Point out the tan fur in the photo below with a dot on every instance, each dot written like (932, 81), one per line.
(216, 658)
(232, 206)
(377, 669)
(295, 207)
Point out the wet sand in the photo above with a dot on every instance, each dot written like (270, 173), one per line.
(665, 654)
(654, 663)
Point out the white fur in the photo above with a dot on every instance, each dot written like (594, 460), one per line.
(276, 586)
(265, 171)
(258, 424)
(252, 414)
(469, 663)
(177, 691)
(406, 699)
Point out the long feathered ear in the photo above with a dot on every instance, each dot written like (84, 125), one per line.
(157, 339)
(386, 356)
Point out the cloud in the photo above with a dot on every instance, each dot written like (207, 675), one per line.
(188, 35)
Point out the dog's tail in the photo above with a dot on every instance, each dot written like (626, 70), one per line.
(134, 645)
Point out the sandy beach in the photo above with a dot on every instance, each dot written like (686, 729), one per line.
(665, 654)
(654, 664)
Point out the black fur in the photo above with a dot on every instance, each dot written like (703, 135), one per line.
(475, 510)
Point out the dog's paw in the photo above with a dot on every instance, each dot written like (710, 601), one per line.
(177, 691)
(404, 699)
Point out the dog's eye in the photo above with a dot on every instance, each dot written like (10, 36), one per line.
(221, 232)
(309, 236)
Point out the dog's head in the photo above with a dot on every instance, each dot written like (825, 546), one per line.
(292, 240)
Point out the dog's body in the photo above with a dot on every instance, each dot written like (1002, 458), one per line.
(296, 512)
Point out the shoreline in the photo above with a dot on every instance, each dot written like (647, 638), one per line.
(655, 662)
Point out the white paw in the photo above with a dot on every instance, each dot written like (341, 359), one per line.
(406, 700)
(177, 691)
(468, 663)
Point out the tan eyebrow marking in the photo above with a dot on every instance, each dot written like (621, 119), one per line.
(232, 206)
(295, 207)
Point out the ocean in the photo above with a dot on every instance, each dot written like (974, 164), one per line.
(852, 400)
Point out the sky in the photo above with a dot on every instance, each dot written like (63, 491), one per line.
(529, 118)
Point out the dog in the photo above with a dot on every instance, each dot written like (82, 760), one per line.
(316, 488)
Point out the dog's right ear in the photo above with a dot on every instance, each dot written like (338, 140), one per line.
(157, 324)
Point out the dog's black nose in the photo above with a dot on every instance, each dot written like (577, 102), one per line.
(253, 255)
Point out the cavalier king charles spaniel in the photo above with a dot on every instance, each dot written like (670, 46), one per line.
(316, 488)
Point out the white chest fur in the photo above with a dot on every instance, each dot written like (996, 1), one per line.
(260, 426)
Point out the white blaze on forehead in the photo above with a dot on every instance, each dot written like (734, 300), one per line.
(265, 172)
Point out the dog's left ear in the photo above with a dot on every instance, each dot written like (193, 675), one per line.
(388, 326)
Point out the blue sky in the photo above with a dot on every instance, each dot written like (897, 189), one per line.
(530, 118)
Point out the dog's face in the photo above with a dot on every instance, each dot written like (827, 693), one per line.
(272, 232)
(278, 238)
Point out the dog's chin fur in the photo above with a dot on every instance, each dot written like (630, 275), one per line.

• • • • •

_To do:_ Give all the entries again exactly; leave none out.

_Exercise output:_
Point out the tan fur in the photo below with a dot on every instance, each dot written like (932, 81), one per line.
(216, 658)
(232, 206)
(377, 669)
(295, 207)
Point out the wet sand in the photo above with a dot on every instance, each dot written like (270, 173), one per line.
(665, 654)
(654, 663)
Point out the white fur in the photo above with a dot on every instance, each dot written like (594, 460), one per line.
(276, 586)
(265, 171)
(258, 424)
(252, 414)
(469, 663)
(177, 691)
(406, 699)
Point out the long feathered ear in the photo above with a dot on every instance, each dot written like (84, 125), one per line.
(157, 339)
(386, 356)
Point out the cloud in the photo above with a dot on every instance, each dot written like (207, 675), one per line.
(188, 35)
Point out the dog's tail in the photo above with a dot on every instance, each dot written like (626, 70), one per line.
(134, 645)
Point out the sandy beach in the photo above with a dot on every instance, each dot written like (686, 729), one per line.
(665, 654)
(654, 664)
Point out the black fur in the photo above with a dot on every instance, each dot written like (703, 135), one per line.
(475, 510)
Point out the dog's paw in the photo above with a dot on every instance, each dot written like (710, 601), one per line.
(177, 691)
(404, 699)
Point out the dog's eye in the photo above with a dot on every instance, each dot written like (10, 36), one per line.
(221, 232)
(309, 236)
Point out the dog's head in the photo above with a dot on every instance, each dot written like (825, 546), one per line.
(292, 240)
Point out the dog's body in the photo above with a dot on every instance, each dot written like (1002, 458), one per line.
(296, 512)
Point out the shoreline in the photo above with a dot on every instance, each dot written like (647, 638), one per line.
(655, 662)
Point out the white paw in the photo above with a dot on every instance, each dot written like (341, 359), one per line.
(406, 700)
(177, 691)
(468, 663)
Point out the tan eyebrow marking in the photo above with a dot on every instance, each dot written like (621, 119), one per line.
(232, 206)
(295, 207)
Point out the ocean in the photo above with a dot on every instance, each dot written like (974, 164), one per line.
(852, 400)
Point out the sky in the photo above with a dot on every instance, each dot written like (63, 491), one per line.
(529, 118)
Point out the dog in the photo above with a dot on every instance, each dot written like (82, 760), one per line.
(316, 488)
Point out the dog's right ear in the photo above with a dot on every instance, each dot written like (338, 140), one per line.
(157, 324)
Point out the dog's black nose in the photo above with a dot on every instance, each dot written like (577, 102), one per line.
(253, 255)
Point out the cavalier king charles spaniel in the photo above with a dot on every instance, each dot written like (670, 46), one per line.
(316, 488)
Point out the white chest fur in the photo above with a dot on every instance, each dot written like (996, 1), one per line.
(260, 426)
Point out the white blaze on forehead in the photo above with a dot on every instance, each dot written like (734, 300), one per line.
(265, 172)
Point out the dog's left ear in the photo above with a dot on every instance, each dot written like (193, 675), one per line.
(388, 326)
Point out the blue sky in the photo above with a dot on every instance, each dot written like (897, 189), one per line.
(530, 118)
Point out the dog's face in the photo above with a dot on every instance, each dot written like (827, 693), one per line.
(272, 232)
(278, 238)
Point out the dog's chin fur in the photo above with a dot on every instance, each dot written like (630, 275), one per line.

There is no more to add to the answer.